Short problem: Output every line of the entries from the line containing "target | child holding candy" through the last, exactly, with no other content.

Data items
--------------------

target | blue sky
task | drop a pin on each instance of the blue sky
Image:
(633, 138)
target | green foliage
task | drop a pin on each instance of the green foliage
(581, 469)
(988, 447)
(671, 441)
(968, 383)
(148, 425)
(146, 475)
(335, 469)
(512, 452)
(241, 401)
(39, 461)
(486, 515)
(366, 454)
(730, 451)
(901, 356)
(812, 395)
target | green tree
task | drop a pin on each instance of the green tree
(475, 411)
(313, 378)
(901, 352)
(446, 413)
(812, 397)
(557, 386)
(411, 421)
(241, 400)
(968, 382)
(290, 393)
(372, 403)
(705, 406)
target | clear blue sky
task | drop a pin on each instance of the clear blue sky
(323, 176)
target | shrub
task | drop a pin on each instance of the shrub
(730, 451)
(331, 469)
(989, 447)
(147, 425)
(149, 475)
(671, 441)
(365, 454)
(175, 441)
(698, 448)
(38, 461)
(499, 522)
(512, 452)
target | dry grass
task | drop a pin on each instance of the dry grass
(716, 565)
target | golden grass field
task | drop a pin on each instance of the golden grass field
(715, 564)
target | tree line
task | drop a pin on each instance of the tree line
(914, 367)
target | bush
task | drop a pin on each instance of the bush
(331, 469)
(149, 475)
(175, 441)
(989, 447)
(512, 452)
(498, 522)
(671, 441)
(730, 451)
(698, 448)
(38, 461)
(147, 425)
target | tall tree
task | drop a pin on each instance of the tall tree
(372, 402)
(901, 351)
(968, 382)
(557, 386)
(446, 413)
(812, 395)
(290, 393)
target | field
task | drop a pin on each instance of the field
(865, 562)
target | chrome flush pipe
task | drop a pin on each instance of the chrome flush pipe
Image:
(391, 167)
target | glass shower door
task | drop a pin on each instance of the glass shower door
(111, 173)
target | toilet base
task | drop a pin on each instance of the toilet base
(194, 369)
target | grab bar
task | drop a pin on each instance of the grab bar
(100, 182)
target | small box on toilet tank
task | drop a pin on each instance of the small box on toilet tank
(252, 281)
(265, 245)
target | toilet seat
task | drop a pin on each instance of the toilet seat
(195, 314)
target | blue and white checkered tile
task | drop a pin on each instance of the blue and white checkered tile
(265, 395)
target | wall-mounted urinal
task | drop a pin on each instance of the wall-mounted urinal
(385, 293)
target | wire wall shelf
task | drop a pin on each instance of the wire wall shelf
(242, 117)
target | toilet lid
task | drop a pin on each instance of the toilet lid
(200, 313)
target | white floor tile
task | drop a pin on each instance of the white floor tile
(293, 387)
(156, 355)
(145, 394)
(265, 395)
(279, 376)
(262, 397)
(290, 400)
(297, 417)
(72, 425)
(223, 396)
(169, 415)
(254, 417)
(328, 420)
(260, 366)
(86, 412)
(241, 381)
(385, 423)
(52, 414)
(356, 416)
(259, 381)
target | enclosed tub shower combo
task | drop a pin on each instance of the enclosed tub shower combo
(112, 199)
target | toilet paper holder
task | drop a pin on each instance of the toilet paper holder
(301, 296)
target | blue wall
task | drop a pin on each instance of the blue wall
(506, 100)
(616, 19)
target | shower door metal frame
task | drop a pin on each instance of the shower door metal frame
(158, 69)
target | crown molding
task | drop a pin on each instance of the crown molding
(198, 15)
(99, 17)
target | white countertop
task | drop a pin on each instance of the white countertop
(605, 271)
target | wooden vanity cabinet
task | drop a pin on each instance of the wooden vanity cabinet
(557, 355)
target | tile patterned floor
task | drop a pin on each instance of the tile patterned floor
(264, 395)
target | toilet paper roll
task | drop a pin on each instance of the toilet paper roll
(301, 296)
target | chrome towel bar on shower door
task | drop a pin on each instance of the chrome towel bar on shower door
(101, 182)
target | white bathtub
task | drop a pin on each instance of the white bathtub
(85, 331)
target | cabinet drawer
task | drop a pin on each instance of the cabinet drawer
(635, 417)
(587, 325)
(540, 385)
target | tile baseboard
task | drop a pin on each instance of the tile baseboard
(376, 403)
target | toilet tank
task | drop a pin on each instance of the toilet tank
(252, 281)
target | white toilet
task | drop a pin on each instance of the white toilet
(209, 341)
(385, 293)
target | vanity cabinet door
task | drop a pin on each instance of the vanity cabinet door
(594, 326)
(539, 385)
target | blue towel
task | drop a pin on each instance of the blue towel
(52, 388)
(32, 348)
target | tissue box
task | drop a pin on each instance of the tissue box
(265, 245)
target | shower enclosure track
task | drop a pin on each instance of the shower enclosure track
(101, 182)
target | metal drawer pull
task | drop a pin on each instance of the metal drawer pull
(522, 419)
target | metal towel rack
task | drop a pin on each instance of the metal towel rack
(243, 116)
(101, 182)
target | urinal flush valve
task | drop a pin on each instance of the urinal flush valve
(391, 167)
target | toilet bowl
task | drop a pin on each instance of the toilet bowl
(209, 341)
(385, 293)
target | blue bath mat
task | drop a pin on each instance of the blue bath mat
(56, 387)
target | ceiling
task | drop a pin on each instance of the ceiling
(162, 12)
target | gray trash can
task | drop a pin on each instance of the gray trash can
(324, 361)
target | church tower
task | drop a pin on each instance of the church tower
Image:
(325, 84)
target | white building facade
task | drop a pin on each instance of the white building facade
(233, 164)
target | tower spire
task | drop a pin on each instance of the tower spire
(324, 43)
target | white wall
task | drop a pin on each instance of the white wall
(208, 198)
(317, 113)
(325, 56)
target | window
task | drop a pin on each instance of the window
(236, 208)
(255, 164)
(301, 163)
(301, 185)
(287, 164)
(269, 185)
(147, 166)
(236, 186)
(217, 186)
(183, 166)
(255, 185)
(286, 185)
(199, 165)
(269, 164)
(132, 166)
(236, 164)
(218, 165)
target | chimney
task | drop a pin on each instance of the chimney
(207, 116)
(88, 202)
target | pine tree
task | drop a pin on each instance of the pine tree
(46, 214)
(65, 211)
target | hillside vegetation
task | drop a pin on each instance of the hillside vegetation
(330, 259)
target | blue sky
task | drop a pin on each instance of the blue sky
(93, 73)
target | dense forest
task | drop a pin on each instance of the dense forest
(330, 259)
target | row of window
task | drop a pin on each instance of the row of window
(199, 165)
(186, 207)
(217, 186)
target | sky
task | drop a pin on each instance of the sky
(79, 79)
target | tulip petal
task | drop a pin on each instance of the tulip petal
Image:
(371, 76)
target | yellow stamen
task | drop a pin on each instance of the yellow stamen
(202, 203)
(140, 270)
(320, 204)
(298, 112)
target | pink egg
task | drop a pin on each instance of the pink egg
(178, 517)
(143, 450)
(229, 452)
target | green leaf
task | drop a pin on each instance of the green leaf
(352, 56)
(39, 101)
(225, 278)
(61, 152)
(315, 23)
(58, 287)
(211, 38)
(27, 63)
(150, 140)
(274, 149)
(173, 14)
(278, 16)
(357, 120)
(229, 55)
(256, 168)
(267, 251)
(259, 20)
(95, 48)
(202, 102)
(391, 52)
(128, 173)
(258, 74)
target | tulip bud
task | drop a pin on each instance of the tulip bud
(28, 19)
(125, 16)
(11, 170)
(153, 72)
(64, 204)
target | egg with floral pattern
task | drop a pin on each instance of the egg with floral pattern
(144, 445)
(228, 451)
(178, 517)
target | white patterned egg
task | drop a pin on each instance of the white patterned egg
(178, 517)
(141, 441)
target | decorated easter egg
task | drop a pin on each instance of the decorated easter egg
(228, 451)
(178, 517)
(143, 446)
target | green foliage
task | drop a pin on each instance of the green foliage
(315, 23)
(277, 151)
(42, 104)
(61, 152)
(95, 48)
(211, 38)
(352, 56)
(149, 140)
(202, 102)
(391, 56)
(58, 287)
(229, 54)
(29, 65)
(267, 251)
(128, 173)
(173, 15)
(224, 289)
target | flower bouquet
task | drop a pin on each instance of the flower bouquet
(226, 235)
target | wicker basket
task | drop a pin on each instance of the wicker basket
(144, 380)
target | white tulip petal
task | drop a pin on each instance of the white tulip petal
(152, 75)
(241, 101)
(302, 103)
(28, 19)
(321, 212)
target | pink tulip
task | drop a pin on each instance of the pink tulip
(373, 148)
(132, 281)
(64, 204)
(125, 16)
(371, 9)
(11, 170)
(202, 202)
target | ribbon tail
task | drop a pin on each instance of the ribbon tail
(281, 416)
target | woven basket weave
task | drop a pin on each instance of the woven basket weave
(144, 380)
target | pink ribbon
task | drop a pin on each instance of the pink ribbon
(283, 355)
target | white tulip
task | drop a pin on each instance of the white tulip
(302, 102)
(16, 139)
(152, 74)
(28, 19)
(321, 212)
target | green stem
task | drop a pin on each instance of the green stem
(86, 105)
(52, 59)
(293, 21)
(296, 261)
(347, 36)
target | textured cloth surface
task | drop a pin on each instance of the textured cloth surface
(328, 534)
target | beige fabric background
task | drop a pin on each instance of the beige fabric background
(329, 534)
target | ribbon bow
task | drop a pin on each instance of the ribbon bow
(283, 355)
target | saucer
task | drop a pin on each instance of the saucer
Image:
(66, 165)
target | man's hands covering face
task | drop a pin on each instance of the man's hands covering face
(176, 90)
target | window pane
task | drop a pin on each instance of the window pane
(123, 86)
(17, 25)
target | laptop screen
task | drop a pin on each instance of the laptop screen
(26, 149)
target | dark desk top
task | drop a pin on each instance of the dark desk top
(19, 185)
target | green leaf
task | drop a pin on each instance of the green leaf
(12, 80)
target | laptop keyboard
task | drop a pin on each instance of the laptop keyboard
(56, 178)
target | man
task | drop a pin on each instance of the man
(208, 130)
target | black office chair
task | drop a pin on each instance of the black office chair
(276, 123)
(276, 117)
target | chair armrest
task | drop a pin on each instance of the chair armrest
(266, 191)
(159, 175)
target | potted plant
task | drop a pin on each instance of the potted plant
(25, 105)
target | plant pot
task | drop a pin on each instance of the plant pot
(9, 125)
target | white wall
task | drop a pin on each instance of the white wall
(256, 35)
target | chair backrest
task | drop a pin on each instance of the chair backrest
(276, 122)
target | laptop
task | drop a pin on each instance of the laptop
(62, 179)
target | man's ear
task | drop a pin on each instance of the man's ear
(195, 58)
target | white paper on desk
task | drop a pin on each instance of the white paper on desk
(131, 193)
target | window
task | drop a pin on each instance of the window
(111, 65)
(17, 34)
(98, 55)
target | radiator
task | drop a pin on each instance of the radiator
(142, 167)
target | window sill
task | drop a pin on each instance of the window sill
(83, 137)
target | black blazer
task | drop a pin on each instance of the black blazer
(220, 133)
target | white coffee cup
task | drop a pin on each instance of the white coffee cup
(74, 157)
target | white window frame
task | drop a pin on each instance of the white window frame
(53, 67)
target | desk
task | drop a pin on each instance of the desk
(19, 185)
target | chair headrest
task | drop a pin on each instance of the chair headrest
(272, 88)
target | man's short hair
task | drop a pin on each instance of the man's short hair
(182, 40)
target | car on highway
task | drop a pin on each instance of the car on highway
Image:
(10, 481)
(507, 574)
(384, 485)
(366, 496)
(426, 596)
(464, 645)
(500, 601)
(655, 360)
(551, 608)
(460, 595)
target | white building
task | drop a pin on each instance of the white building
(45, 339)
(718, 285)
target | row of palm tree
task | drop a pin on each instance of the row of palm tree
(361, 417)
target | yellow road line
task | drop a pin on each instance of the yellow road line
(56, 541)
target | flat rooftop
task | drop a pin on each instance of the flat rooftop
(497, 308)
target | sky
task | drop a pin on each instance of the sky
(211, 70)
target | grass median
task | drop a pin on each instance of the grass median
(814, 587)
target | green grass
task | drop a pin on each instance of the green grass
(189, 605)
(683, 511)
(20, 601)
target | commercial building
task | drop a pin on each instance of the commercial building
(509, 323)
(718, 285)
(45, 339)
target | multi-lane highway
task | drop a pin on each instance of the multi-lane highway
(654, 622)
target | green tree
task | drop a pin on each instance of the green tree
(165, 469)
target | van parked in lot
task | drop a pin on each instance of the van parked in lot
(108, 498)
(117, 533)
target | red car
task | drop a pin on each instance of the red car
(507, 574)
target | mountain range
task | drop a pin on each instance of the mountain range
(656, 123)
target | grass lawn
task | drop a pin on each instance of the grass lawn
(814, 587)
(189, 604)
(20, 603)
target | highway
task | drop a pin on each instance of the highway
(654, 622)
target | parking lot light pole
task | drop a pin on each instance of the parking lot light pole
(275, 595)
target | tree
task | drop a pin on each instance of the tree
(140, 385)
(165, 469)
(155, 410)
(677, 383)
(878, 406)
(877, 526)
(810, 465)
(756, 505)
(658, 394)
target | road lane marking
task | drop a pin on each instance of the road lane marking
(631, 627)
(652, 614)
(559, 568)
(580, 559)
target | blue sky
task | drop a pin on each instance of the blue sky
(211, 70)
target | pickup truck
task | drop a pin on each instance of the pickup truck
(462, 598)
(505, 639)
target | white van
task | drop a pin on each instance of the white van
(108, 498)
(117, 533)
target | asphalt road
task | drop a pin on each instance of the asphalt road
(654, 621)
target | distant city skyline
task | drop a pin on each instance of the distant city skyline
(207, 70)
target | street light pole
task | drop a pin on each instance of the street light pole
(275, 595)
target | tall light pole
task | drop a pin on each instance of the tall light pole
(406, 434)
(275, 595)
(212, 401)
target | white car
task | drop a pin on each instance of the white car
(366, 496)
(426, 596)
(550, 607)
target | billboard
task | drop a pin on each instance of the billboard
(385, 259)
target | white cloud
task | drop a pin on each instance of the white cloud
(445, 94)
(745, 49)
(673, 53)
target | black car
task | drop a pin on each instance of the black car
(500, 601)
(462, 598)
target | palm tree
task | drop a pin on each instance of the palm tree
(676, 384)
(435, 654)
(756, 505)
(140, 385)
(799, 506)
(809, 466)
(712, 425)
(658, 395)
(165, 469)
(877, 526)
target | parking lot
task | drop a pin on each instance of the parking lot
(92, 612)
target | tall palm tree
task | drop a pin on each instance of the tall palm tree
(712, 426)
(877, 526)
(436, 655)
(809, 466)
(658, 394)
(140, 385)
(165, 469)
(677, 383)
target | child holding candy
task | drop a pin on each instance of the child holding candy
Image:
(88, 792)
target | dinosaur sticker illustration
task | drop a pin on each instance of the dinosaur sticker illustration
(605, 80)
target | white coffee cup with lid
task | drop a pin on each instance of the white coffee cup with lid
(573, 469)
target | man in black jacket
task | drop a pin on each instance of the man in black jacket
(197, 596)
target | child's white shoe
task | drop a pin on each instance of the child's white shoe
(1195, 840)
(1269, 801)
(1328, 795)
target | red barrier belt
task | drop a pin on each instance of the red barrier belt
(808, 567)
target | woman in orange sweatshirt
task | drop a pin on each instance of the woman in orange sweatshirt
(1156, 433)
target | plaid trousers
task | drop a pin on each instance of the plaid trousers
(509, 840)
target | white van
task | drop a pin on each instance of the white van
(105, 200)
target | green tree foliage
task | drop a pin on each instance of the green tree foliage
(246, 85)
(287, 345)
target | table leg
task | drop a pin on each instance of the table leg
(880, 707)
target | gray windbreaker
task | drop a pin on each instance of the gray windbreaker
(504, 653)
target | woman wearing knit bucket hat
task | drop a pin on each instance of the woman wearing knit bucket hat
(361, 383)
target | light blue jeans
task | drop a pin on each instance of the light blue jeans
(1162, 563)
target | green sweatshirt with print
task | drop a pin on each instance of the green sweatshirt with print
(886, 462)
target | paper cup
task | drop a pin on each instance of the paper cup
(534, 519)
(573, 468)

--------------------

Correct response:
target | child holding candy
task | drop a pin on each instance of the child holding candy
Image:
(88, 792)
target | dinosaur sticker illustration
task | drop a pin on each instance of the dinosaur sticker illustration
(605, 80)
target | white coffee cup with lid
task | drop a pin on each instance of the white coffee cup with lid
(573, 469)
target | man in black jacket
task | drop a pin on each instance of the man in black jacket
(197, 596)
target | child's white shoe
task | drop a pin on each instance of the child's white shoe
(1195, 840)
(1269, 801)
(1328, 795)
target | red barrier belt
task | drop a pin on each instance of the red barrier belt
(808, 567)
target | woman in orange sweatshirt
task | drop a pin on each instance of the woman in orange sweatshirt
(1156, 433)
target | plaid trousers
task | drop a pin on each instance of the plaid trousers
(509, 840)
target | white van
task | drop a pin on each instance of the white van
(105, 200)
target | green tree foliage
task | drop a pin on each instance of the green tree foliage
(246, 85)
(287, 345)
target | table leg
task | drop a pin on each instance of the table leg
(880, 707)
target | gray windbreaker
task | drop a pin on each instance of the gray windbreaker
(504, 653)
target | woman wearing knit bucket hat
task | drop a pin on each instance of the woman wearing knit bucket hat
(361, 383)
target | light blue jeans
task | drop a pin on each instance of the light blue jeans
(1162, 563)
target | green sweatshirt with print
task | drop a pin on each instance of the green sweatshirt with print
(886, 462)
target | paper cup
task | drop a pin on each instance of the paper cup
(534, 519)
(573, 468)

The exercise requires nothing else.